Written tasks:
**1)** In the Nile travel account below, why is the river shallow and narrow near Woodan? Answer in one to three sentences.
**2)** According to the Nile travel account below, how close do the mountains come to Suf el Woodan?
**3)** Write the next passage of the Nile travel account below, picking up after its final sentence.

Source excerpt:
Begin
On the 15th of December, the weather being nearly calm, we left the north end of the island, or Heracleotic nome; our course was due south, the line of the river; and three miles farther we passed Woodan, and a collection of villages, all going by that name, upon the east: to the west, or right, were small islands, part of the ancient nome of which I have already spoken.

The ground is all cultivated about this village, to the foot of the mountains, which is not above four miles; but it is full eight on the west, all overflowed and sown. The Nile is here but shallow, and narrow, not exceeding a quarter of a mile broad, and three feet deep; owing, I suppose, to the resistance made by the island in the middle of the current, and by a bend it makes, thus intercepting the sand brought down by the stream.

The mountains here come down till within two miles of Suf el Woodan, for so the village is called. We were told there were some ruins to the westward of this, but only rubbish, neither arch nor column standing. I suppose it is the Aphroditopolis, or the city of Venus, which we are to look for here, and the nome of that name, all to the eastward of it.
End
Rows:
Begin
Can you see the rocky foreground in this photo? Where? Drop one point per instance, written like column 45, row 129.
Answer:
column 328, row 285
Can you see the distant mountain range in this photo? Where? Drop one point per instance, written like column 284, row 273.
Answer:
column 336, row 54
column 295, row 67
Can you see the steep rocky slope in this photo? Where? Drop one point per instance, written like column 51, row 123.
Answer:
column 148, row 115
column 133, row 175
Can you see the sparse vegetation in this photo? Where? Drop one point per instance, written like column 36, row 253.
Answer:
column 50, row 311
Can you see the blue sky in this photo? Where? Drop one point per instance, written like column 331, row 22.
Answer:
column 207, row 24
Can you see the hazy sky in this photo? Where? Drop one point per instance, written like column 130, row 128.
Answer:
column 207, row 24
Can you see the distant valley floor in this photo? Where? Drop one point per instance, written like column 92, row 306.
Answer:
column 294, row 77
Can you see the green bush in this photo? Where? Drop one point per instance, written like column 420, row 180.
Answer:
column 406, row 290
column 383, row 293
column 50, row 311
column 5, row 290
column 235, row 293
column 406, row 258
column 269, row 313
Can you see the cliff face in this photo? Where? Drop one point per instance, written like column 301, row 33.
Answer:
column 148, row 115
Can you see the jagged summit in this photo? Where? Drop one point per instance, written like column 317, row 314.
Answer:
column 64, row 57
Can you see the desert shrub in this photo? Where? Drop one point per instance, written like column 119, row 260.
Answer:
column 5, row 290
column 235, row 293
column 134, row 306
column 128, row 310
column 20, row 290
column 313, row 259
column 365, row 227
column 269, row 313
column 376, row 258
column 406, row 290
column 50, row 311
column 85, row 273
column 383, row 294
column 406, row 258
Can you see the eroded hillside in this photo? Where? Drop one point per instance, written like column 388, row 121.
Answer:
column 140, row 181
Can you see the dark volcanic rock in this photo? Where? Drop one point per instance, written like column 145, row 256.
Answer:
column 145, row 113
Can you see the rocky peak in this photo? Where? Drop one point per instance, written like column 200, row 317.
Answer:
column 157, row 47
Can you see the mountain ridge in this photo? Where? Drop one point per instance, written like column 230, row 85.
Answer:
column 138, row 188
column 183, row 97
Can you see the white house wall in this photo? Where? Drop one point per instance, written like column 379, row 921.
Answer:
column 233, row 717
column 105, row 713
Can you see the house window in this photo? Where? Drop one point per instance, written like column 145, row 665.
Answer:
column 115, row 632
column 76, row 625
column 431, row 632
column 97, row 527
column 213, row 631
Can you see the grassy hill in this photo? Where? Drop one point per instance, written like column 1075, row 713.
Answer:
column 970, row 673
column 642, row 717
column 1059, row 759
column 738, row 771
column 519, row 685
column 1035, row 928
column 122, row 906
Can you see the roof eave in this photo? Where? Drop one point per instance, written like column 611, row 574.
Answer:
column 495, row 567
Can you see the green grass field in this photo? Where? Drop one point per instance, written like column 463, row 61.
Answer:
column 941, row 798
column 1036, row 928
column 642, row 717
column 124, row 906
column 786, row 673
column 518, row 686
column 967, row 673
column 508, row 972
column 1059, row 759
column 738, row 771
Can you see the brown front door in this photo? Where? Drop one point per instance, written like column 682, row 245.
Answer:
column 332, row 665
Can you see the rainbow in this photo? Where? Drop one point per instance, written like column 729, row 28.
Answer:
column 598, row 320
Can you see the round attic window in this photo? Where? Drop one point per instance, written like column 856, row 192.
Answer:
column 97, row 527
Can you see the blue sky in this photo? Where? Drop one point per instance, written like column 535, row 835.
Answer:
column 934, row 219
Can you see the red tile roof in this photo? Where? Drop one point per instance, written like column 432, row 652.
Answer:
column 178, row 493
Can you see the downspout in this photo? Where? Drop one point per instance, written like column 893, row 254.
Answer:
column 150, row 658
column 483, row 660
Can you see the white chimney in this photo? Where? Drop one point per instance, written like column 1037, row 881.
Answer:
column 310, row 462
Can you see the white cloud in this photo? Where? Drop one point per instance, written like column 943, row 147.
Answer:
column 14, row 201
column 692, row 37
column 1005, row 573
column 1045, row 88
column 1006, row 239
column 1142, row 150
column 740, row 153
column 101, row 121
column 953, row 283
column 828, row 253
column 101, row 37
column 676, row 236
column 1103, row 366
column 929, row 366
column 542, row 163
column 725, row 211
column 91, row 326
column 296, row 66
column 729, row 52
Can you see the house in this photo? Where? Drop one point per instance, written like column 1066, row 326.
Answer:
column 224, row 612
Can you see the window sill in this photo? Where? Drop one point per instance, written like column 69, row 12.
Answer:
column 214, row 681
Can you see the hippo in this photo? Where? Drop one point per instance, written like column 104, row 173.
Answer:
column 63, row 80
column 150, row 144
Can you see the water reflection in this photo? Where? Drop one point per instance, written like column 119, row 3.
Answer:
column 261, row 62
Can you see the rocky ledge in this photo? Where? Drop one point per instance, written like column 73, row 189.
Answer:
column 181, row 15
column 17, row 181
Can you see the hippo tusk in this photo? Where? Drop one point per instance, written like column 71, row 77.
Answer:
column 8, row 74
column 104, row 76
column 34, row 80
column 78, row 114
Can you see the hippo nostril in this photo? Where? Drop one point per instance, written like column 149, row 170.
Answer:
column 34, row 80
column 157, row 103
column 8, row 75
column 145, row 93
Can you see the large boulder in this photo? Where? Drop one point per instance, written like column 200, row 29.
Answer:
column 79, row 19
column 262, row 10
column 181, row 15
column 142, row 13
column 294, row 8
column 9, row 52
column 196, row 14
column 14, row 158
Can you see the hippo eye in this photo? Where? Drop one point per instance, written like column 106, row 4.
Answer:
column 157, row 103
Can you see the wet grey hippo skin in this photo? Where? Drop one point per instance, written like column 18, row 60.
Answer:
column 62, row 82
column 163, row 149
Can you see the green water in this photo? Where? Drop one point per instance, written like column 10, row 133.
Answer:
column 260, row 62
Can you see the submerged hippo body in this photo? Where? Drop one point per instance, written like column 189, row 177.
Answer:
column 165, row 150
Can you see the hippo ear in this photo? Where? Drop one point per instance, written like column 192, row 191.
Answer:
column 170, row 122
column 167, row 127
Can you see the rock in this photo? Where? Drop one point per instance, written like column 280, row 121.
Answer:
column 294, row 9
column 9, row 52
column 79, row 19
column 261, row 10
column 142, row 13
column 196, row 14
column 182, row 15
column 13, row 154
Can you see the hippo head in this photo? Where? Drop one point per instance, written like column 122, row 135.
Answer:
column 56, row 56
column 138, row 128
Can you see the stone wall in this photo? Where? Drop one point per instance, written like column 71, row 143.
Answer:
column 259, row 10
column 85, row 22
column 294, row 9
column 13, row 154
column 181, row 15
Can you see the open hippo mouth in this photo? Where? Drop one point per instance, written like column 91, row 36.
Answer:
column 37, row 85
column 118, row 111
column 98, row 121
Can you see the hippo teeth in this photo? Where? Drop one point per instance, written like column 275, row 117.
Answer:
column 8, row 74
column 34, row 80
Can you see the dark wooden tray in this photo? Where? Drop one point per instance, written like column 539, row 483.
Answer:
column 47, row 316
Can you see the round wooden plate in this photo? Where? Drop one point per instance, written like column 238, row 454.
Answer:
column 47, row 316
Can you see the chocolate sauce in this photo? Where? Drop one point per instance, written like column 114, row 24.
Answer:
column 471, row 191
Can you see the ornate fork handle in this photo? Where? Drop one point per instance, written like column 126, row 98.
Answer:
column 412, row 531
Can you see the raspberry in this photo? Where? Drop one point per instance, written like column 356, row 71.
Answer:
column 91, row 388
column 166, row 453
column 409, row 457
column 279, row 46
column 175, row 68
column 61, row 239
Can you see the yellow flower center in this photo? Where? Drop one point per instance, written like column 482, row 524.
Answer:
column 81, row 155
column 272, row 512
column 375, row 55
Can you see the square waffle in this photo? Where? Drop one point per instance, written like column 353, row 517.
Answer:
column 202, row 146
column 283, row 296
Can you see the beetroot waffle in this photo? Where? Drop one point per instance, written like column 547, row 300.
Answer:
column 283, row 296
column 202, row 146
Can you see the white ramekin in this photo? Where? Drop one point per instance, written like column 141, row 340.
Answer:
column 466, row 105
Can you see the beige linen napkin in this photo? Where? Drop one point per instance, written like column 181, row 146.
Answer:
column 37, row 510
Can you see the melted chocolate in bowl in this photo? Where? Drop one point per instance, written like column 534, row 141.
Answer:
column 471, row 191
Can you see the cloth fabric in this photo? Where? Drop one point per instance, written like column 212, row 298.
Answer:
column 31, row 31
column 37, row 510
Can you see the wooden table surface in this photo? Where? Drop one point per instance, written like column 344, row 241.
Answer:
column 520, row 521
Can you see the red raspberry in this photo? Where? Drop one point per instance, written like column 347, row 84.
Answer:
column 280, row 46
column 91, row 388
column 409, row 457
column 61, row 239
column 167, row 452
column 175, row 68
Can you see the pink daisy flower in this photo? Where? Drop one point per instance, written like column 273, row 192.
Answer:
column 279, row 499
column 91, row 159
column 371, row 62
End
Task results:
**1)** The writer supposes it is because the island in the middle of the current resists the flow and the river makes a bend there. Together these catch the sand carried down by the stream, so the Nile there is no more than a quarter of a mile broad and three feet deep.

**2)** They come down to within two miles of the village.

**3)**
The wind still freshening, we passed by several villages on each side, all surrounded with palm-trees, verdant and pleasant, but conveying an idea of sameness and want of variety, such as every traveller must have felt who has sailed in the placid, muddy, green-banked rivers in Holland.

The Nile, however, is here fully a mile broad, the water deep, and the current strong. The wind seemed to be exasperated by the resistance of the stream, and blew fresh and steadily, as indeed it generally does where the current is violent.

We passed Nizelet Embarak, which means the Blessed Landing-place. Mr Norden[3] calls it Giesiret Barrakaed, which he says is the watering-place of the cross. Was this even the proper name here given it, it should be translated the Blessed Island; but, without understanding the language, it is in vain to keep a register of names.

The boatmen, living either in the Delta, Cairo, or one of the great towns in Upper Egypt, and coming constantly loaded with merchandise, or strangers from these great places, make swift passages by the villages, either down the river with a rapid current, or up with a strong, fair, and steady wind: And, when the season of the Nile's inundation is over, and the wind turns southward, they repair all to the Delta, the river being no longer navigable above, and there they are employed till the next season.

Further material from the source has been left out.